Textauszug →

★ ★ ★ ★

Dabei könnten die Schlagermacher doch eigentlich mittels Online-Plattformen wie bei dem "type beats"-Phänomen im (ok, schon wieder) Hip Hop / Rap auch sich gleich die (fertigen) Rosinen rauspicken und damit weitermachen. Bzw. ungebunden von Zeit/Raum sich dezentral die Versatzstücke "anliefern" lassen...

Ich glaube, da ist wichtig, dass ein Teamwork stattfindet. Das geht zwar online, aber ist bei körperlicher Präsenz in einem Raum einfach viel unmittelbarer - und schneller. Das Teamwork sorgt letztlich dafür, dass m an nicht mehr hört, dass das Stück aus Versatzstücken entsteht, und dass das Album von mehreren Komponisten geschrieben wurde.
Letztlich ist es dann effizienter, 8 Leute für einen Tag in einen Raum zu stecken, als über Tage hinweg zu versuchen, 8 Leute online aneinander anzugleichen.
Und effizienter heißt hier auch einfach: Billiger.

★ ★ ★ ★

Arbeitsauftrag 1 →
Kannst du den Textauszug über Teamwork beim Schlagerschreiben zwischen „Dabei könnten die“ und „online aneinander anzugleichen.“ einschließlich wortgetreu abschreiben?
Arbeitsauftrag 2 →
Wie könnte der Text über Teamwork beim Schlagerschreiben nach seinem letzten Satz weitergehen? Schreib die Fortsetzung.
Die Zeilen stehen für sich und gehören nicht zum Textauszug.

Zeilen →
★ ★ ★ ★

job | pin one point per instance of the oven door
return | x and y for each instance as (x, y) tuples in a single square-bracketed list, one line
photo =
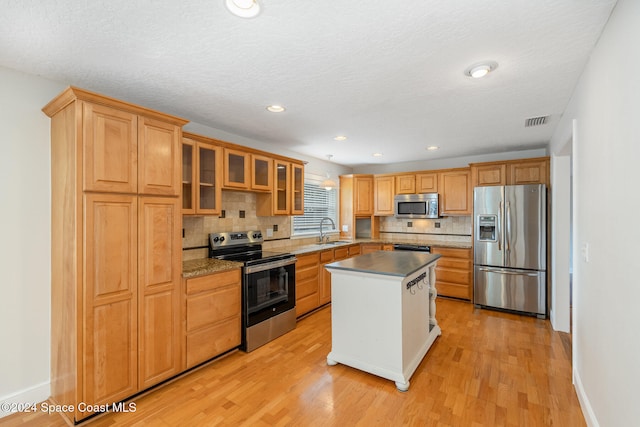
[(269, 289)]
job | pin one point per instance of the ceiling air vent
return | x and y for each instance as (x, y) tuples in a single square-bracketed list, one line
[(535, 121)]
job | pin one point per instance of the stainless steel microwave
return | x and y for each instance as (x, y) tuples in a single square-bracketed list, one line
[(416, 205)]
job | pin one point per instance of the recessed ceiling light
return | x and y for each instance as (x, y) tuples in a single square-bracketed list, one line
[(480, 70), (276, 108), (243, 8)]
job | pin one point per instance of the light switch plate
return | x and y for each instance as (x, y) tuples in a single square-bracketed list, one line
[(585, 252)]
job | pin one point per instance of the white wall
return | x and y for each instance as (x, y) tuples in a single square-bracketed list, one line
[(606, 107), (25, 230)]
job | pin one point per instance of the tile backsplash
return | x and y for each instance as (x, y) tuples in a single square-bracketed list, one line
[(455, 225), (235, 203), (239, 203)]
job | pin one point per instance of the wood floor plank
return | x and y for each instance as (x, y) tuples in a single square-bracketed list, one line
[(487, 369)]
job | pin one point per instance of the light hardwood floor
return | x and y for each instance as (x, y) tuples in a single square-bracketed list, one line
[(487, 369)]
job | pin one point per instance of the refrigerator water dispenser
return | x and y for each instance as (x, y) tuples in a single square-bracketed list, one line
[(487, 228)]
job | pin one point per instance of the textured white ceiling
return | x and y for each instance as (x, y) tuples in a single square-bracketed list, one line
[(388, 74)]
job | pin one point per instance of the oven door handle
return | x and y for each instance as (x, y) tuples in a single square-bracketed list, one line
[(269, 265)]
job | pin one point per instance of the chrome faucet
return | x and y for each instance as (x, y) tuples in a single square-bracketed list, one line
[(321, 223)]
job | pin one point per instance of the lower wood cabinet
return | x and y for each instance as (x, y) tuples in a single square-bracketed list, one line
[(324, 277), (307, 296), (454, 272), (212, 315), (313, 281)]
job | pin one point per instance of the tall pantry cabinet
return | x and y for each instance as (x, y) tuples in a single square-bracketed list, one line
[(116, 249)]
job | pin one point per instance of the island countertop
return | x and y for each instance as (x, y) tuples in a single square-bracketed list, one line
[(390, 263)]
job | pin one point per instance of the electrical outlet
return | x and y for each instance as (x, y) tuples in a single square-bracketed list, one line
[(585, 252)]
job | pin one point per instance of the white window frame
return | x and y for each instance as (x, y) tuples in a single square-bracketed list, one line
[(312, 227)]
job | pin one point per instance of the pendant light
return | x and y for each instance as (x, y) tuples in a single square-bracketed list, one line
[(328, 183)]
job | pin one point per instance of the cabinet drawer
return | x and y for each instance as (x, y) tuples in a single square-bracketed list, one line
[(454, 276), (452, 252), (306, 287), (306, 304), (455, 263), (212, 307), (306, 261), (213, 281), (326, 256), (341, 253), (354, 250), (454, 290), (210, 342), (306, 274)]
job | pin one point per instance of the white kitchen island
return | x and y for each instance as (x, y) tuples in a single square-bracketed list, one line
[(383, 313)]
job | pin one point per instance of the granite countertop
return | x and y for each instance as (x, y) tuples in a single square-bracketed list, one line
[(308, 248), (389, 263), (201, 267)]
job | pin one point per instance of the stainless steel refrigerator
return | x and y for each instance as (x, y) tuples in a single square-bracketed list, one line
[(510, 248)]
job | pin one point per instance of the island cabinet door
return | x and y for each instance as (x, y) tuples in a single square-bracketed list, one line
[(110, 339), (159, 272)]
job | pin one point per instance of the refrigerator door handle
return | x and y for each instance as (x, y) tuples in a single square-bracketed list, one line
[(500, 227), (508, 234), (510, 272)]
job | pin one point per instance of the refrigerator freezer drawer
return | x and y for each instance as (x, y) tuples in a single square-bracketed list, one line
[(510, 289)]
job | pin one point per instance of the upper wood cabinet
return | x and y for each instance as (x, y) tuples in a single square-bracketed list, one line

★ ★ ★ ★

Antwortfeld 1 →
Dabei könnten die Schlagermacher doch eigentlich mittels Online-Plattformen wie bei dem "type beats"-Phänomen im (ok, schon wieder) Hip Hop / Rap auch sich gleich die (fertigen) Rosinen rauspicken und damit weitermachen. Bzw. ungebunden von Zeit/Raum sich dezentral die Versatzstücke "anliefern" lassen...

Ich glaube, da ist wichtig, dass ein Teamwork stattfindet. Das geht zwar online, aber ist bei körperlicher Präsenz in einem Raum einfach viel unmittelbarer - und schneller. Das Teamwork sorgt letztlich dafür, dass m an nicht mehr hört, dass das Stück aus Versatzstücken entsteht, und dass das Album von mehreren Komponisten geschrieben wurde.
Letztlich ist es dann effizienter, 8 Leute für einen Tag in einen Raum zu stecken, als über Tage hinweg zu versuchen, 8 Leute online aneinander anzugleichen.

Antwortfeld 2 →
Aber die online Kollaborationswerkzeuge für Musiker werden auch kontinuierlich besser. Ist also nur eine Frage der Zeit.
Aber vielleicht sind KIs ja schneller ;-)
 
Schade ist nur, dass jegliche künstlerische Authentizität und Individualität dabei natürlich auf der Strecke bleibt. Ob es die im Schlager-Bereich aber überhaupt je gegeben hat, steht natürlich auf einem anderen Blatt.
Andererseits ist die Einheit von Komponist und Interpret nun auch kein Garant für "künstlerische Authentizität und Individualität":

Obwohl – das war damals nun wirklich ein origineller Ohrwurm. Daher: Zustimmung, zumindest manchmal.
 
Ich kannte mal ein Mädel die hat Schlager-Texte geschrieben, als Ghost-Writerin...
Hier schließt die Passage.